CONSEGNA
Stabilisci se ciascuna affermazione concorda con il testo citato, rispondendo sì o no e riportando alla lettera le parole decisive del testo. (a) La colpa della crisi degli abusi è stata attribuita al clericalismo. (b) L'immagine della barca di Pietro che imbarca acqua è ricondotta a Paolo VI. (c) Il cardinale Zen considera lieve l'accusa che formula.

TESTO CITATO
——————————
Riguardo al Concilio Vaticano II, parla del «cosiddetto “spirito del Concilio” [che] ha preso il sopravvento sul discorso dominante», del «fumo di Satana che entra attraverso le fessure della Chiesa» secondo Paolo VI e della «barca di Pietro [che] imbarca acqua» secondo Benedetto XVI. Affronta la crisi degli abusi e critica coloro che non sono riusciti a vederne la causa: la rivoluzione sessuale che si è infiltrata persino nei seminari.
Ma, ed è questo il punto a cui voleva arrivare, «la colpa è stata attribuita al “clericalismo”, raddoppiando così l’umiliazione e lo scoraggiamento del clero fedele e persino usando la crisi come pretesto per rimodellare completamente la costituzione della Chiesa». L’accusa è pertinente e diversi cardinali devono cominciare ad avere un certo prurito alle orecchie.
L’ex vescovo di Hong Kong prosegue: «senza soffermarsi sui casi scandalosi e inspiegabilmente tollerati del cardinale McCarrick, del sacerdote Rupnik e di altri ecclesiastici condannati dai tribunali secolari, non si può fare a meno di vedere un tentativo maldestro di assecondare lo spirito del mondo anziché opporsi fermamente ad esso».
Il cardinale Zen ne è consapevole: «È un’accusa grave, ma la realtà sembra confermarla, soprattutto se esaminiamo il destino recente dei sinodi dei vescovi, in particolare la storia in corso del Sinodo sulla sinodalità. È attraverso la storia dei sinodi celebrati sotto il pontificato di Francesco che l’oratore dimostrerà ciò che afferma.
——————————
DATI ESTRATTI

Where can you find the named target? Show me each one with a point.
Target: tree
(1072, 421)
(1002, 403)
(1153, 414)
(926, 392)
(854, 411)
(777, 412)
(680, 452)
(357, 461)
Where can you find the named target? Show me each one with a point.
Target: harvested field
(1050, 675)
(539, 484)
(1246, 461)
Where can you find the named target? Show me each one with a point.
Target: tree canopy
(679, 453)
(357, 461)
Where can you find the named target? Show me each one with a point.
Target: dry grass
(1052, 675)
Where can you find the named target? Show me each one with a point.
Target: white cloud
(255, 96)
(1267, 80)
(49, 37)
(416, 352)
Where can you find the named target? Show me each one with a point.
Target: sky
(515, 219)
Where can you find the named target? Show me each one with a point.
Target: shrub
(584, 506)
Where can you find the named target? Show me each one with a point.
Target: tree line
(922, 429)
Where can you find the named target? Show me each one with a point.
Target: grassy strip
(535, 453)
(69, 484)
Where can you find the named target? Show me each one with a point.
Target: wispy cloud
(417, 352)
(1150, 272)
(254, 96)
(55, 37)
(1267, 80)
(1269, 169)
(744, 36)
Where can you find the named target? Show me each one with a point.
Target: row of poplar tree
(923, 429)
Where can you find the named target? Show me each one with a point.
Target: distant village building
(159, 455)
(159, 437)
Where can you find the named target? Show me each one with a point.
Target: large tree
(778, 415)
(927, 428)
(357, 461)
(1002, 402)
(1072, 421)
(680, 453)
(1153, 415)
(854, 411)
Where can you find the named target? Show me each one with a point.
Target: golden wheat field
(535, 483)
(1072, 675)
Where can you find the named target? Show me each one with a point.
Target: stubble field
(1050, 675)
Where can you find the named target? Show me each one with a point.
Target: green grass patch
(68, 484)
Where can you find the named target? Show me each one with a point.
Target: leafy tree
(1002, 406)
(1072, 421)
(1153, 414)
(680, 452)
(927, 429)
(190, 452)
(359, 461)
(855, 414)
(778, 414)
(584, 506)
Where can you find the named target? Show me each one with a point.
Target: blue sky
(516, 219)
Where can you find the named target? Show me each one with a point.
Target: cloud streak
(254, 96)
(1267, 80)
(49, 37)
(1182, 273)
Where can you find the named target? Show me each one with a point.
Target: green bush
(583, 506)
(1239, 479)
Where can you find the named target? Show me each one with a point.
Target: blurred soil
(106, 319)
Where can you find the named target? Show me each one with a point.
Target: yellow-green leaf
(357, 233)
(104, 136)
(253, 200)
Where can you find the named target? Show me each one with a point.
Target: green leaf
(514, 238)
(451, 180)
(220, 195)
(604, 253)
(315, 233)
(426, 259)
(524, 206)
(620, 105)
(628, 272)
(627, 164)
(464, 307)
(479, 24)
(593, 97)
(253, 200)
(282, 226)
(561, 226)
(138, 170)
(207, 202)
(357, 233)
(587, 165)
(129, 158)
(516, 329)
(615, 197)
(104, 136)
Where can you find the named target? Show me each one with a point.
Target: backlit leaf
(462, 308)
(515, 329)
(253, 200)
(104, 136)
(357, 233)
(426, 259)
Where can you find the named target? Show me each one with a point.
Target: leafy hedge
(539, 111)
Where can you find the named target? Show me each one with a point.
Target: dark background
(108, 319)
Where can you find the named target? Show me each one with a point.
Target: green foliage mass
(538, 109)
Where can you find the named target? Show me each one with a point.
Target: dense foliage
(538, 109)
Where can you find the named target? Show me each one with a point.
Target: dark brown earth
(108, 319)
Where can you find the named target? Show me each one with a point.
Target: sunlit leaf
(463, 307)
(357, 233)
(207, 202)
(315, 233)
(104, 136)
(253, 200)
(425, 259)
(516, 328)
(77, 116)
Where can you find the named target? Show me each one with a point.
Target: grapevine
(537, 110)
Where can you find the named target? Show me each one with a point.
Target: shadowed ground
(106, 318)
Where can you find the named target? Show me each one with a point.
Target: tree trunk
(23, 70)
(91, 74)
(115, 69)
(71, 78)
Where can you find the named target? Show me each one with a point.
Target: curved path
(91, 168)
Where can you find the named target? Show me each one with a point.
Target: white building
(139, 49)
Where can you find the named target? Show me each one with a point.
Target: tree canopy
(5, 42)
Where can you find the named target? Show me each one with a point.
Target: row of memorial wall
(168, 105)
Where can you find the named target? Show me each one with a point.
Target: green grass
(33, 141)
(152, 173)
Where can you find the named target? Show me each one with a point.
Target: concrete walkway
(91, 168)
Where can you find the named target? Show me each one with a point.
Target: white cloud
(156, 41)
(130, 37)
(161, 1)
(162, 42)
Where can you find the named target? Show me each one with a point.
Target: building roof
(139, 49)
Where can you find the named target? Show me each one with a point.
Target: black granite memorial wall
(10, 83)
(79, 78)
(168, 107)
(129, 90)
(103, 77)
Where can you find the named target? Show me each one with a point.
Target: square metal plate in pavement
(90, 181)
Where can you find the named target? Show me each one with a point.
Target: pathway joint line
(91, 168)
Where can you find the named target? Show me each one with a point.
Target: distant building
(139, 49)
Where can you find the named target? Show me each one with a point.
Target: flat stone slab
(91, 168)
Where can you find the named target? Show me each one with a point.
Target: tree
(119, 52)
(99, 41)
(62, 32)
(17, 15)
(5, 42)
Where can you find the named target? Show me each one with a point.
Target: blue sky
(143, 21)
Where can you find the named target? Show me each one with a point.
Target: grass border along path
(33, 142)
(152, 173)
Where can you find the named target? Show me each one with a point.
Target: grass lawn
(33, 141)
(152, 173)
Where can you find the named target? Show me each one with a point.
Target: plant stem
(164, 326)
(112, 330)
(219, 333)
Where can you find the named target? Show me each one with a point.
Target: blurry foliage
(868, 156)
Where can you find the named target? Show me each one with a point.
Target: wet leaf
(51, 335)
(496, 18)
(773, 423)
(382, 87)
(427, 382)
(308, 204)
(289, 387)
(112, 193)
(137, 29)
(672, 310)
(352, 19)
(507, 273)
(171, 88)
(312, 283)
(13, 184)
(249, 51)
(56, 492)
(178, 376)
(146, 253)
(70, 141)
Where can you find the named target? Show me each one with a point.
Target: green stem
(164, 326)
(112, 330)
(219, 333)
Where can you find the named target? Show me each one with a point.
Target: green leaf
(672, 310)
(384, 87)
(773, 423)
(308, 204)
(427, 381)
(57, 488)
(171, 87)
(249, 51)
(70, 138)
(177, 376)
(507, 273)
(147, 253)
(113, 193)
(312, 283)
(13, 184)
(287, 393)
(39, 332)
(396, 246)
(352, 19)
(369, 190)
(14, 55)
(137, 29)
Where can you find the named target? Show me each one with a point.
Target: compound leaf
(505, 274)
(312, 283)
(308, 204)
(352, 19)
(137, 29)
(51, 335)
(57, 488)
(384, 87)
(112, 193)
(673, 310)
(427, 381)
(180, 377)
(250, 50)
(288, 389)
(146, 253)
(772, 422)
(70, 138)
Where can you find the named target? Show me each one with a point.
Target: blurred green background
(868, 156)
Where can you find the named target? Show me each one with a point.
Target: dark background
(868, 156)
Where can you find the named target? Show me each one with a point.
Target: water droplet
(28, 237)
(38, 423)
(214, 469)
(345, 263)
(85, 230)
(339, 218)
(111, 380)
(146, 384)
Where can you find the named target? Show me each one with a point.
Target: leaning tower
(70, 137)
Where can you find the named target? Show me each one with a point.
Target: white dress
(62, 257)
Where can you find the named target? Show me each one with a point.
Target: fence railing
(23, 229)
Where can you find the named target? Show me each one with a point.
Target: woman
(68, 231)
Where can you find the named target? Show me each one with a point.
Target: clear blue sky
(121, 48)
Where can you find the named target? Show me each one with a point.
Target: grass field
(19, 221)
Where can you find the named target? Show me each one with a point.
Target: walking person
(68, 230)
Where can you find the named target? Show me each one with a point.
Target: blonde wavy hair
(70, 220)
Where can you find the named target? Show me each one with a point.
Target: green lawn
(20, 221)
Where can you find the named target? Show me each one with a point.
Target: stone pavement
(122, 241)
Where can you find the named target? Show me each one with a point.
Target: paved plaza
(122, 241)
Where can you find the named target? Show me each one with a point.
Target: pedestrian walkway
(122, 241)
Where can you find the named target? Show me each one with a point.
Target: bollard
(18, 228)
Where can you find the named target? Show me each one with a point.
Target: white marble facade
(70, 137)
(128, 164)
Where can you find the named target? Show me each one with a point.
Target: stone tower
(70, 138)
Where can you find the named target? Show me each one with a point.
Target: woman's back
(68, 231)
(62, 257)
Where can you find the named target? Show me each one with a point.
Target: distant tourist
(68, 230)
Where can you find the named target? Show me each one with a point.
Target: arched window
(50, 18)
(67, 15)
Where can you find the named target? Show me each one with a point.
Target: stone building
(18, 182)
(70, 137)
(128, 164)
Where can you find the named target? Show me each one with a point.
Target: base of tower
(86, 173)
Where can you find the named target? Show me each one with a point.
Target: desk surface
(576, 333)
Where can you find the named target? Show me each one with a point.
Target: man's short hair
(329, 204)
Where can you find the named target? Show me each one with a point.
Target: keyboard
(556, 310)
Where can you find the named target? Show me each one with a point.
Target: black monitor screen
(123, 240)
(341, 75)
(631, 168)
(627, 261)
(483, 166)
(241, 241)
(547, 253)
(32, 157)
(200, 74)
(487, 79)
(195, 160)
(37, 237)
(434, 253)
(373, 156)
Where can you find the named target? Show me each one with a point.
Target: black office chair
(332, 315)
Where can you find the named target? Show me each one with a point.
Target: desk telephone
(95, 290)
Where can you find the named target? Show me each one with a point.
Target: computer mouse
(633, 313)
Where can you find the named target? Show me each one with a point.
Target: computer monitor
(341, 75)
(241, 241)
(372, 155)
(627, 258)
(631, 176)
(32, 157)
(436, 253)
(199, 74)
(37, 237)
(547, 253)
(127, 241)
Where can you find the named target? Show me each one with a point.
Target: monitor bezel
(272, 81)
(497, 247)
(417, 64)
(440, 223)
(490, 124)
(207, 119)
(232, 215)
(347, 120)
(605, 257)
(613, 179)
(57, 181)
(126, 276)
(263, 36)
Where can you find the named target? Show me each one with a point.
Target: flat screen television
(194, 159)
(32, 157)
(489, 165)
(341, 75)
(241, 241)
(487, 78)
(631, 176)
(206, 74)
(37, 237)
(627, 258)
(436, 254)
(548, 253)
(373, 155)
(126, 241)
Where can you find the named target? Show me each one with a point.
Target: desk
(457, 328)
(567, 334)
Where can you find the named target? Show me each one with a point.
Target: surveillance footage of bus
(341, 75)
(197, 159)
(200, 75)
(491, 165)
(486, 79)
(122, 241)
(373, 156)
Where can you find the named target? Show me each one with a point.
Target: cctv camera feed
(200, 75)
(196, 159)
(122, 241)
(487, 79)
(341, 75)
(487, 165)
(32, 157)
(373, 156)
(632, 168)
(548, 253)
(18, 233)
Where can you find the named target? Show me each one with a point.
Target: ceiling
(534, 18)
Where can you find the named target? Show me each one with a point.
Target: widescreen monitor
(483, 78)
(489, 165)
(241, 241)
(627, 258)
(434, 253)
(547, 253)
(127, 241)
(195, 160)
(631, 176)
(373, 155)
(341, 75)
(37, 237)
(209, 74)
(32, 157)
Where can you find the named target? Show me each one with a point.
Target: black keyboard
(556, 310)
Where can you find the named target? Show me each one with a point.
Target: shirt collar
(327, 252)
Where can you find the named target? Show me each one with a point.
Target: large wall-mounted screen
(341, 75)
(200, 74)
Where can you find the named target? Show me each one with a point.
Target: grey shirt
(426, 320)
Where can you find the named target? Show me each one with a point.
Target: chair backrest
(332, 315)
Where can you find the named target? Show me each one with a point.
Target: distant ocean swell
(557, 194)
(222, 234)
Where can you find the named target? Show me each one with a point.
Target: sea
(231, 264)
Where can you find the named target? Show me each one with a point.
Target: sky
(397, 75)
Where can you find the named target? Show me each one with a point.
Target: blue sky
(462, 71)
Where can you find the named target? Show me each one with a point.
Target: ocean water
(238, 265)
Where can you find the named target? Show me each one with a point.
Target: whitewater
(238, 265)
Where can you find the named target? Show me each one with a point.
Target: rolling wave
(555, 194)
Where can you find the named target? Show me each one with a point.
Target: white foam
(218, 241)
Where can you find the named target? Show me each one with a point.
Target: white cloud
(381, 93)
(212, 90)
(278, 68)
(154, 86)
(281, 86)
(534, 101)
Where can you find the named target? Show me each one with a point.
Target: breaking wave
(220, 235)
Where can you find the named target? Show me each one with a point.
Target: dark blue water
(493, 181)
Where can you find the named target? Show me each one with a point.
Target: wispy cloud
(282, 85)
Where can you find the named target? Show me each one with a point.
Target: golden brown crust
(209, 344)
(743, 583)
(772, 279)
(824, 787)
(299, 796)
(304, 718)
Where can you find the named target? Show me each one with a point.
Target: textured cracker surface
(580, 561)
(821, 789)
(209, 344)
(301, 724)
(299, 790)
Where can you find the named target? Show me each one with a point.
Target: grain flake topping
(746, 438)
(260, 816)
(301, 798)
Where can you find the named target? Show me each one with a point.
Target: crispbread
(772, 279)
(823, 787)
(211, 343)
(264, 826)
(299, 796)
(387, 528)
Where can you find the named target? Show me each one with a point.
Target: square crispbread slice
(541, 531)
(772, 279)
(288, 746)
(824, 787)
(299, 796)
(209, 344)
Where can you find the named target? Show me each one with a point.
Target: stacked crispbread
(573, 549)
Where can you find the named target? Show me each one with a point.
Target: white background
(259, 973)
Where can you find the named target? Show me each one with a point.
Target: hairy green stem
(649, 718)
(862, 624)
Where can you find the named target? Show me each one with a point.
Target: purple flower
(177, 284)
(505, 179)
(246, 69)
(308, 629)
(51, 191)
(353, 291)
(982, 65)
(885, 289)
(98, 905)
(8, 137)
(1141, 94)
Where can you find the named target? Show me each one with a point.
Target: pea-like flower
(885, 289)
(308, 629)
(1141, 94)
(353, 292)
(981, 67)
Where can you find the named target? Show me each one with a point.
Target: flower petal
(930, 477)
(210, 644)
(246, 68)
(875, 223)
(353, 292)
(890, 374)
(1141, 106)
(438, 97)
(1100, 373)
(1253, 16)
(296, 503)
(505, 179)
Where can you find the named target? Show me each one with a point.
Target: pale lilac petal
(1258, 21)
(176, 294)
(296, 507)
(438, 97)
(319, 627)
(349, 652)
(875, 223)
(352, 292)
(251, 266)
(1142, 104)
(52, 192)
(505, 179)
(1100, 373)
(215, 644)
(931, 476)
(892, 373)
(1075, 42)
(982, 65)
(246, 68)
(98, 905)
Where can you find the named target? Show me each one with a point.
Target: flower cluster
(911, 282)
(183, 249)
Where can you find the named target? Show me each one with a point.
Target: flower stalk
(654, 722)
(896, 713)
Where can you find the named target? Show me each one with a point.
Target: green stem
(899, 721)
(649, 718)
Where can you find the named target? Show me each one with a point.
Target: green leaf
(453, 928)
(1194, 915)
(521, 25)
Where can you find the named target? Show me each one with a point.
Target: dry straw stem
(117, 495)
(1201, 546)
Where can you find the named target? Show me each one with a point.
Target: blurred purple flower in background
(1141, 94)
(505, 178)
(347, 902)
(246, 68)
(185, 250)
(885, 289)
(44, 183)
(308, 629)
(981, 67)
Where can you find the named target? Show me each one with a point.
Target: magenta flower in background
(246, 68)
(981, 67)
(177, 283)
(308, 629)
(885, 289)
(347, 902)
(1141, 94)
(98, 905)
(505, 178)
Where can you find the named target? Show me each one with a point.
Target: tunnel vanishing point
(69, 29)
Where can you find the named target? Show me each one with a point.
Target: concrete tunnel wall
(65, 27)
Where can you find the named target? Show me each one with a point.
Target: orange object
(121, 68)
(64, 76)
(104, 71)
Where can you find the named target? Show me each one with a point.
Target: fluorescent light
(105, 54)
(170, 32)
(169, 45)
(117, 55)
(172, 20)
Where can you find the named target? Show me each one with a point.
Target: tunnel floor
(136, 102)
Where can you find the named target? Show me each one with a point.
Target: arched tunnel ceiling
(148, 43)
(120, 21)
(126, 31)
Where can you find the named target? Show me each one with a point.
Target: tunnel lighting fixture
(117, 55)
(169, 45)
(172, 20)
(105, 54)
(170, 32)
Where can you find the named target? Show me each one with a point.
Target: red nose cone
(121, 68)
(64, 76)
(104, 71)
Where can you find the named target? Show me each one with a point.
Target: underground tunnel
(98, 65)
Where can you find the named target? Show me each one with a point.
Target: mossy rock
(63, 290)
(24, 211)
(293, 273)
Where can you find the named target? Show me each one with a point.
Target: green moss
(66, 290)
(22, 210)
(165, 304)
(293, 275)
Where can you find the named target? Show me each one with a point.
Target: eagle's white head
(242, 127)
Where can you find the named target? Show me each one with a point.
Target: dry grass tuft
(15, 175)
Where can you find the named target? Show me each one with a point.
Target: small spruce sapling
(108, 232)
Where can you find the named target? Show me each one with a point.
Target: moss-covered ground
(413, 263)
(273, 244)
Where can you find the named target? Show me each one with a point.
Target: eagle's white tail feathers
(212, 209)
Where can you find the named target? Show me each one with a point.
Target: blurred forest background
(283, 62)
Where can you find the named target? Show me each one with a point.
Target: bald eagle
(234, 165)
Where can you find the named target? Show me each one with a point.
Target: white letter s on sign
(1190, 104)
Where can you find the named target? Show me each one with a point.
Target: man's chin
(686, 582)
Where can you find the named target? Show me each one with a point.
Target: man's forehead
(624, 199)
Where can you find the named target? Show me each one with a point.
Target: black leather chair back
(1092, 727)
——————————
SOLUZIONE
(a) Sì: "la colpa è stata attribuita al “clericalismo”".
(b) No: "«barca di Pietro [che] imbarca acqua» secondo Benedetto XVI".
(c) No: "È un’accusa grave".